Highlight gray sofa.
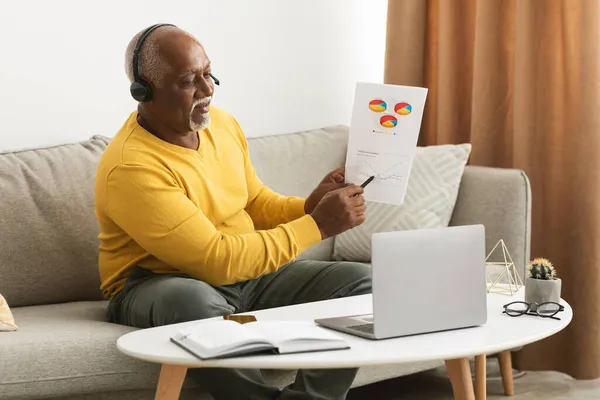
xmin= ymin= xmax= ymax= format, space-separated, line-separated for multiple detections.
xmin=0 ymin=125 xmax=531 ymax=399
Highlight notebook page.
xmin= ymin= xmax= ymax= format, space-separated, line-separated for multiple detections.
xmin=176 ymin=319 xmax=268 ymax=350
xmin=245 ymin=321 xmax=343 ymax=345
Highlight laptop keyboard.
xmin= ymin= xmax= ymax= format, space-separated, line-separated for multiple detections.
xmin=348 ymin=323 xmax=374 ymax=334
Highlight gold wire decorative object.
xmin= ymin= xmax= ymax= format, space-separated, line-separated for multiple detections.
xmin=485 ymin=239 xmax=523 ymax=295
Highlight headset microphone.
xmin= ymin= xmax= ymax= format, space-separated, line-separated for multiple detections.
xmin=130 ymin=23 xmax=220 ymax=101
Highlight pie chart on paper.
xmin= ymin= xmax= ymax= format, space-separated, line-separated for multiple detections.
xmin=394 ymin=102 xmax=412 ymax=115
xmin=369 ymin=99 xmax=387 ymax=112
xmin=379 ymin=115 xmax=398 ymax=128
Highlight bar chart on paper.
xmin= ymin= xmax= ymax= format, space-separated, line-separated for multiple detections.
xmin=355 ymin=150 xmax=409 ymax=188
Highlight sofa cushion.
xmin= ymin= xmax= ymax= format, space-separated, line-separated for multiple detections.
xmin=0 ymin=136 xmax=110 ymax=307
xmin=450 ymin=166 xmax=532 ymax=281
xmin=333 ymin=143 xmax=471 ymax=262
xmin=247 ymin=126 xmax=350 ymax=260
xmin=0 ymin=302 xmax=164 ymax=399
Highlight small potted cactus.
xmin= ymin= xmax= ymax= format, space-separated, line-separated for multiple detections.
xmin=525 ymin=258 xmax=561 ymax=310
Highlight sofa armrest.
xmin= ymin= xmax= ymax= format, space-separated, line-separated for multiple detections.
xmin=450 ymin=166 xmax=532 ymax=282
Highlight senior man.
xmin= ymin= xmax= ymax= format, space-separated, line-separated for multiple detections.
xmin=95 ymin=24 xmax=371 ymax=400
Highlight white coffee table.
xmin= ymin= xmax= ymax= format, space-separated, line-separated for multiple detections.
xmin=117 ymin=288 xmax=572 ymax=400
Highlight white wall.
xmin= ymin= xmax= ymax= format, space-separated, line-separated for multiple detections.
xmin=0 ymin=0 xmax=387 ymax=152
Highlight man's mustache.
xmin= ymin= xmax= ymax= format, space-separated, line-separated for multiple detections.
xmin=192 ymin=97 xmax=212 ymax=109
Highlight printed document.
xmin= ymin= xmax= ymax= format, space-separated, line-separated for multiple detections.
xmin=345 ymin=82 xmax=428 ymax=206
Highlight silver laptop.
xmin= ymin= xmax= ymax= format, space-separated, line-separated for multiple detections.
xmin=315 ymin=225 xmax=488 ymax=339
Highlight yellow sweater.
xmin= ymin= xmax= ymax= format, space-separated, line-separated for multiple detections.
xmin=95 ymin=107 xmax=322 ymax=300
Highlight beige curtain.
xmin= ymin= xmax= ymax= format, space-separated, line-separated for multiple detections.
xmin=385 ymin=0 xmax=600 ymax=379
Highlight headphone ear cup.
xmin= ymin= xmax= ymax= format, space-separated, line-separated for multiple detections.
xmin=130 ymin=80 xmax=153 ymax=102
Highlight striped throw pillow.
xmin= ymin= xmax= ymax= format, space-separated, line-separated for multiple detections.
xmin=333 ymin=143 xmax=472 ymax=262
xmin=0 ymin=293 xmax=17 ymax=332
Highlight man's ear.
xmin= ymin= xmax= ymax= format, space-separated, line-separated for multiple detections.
xmin=139 ymin=74 xmax=158 ymax=101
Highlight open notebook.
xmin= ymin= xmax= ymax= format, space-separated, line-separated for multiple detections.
xmin=171 ymin=319 xmax=350 ymax=360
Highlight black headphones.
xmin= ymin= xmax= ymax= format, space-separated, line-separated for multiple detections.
xmin=130 ymin=23 xmax=220 ymax=102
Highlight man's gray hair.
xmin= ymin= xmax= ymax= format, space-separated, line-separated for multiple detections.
xmin=124 ymin=25 xmax=177 ymax=88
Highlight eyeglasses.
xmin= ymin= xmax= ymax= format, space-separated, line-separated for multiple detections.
xmin=502 ymin=301 xmax=565 ymax=321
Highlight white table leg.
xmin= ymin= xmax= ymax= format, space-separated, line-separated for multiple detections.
xmin=445 ymin=358 xmax=475 ymax=400
xmin=155 ymin=364 xmax=188 ymax=400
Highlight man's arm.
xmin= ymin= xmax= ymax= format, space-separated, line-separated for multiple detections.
xmin=230 ymin=116 xmax=308 ymax=229
xmin=105 ymin=163 xmax=322 ymax=286
xmin=245 ymin=182 xmax=307 ymax=230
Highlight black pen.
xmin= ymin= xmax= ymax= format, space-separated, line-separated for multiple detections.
xmin=360 ymin=175 xmax=375 ymax=188
xmin=352 ymin=175 xmax=375 ymax=197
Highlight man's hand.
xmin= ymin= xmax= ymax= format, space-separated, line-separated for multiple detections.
xmin=310 ymin=185 xmax=366 ymax=240
xmin=304 ymin=166 xmax=347 ymax=214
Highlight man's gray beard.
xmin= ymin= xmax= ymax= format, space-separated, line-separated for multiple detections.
xmin=189 ymin=96 xmax=212 ymax=132
xmin=190 ymin=113 xmax=210 ymax=132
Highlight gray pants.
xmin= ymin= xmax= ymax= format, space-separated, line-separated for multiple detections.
xmin=107 ymin=260 xmax=372 ymax=400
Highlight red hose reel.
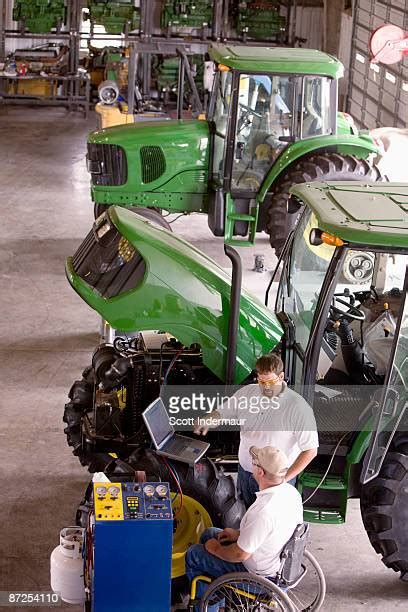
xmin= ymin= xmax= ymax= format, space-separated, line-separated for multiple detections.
xmin=370 ymin=24 xmax=408 ymax=65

--

| Task to carry out |
Give the lines again exactly, starting where the entries begin and stopping once the line with "Highlight gold wire decorative object." is included; pictures are not copied.

| Output for this exercise |
Highlight gray sofa.
xmin= ymin= xmax= ymax= format, space-separated, line-separated for multiple detections.
xmin=0 ymin=125 xmax=531 ymax=399
Highlight notebook page.
xmin= ymin= xmax= ymax= format, space-separated, line-separated for multiple detections.
xmin=176 ymin=319 xmax=268 ymax=350
xmin=245 ymin=321 xmax=343 ymax=345
Highlight laptop keyboard.
xmin= ymin= xmax= ymax= format, space-separated, line-separated for multiple detections.
xmin=348 ymin=323 xmax=374 ymax=334
Highlight gold wire decorative object.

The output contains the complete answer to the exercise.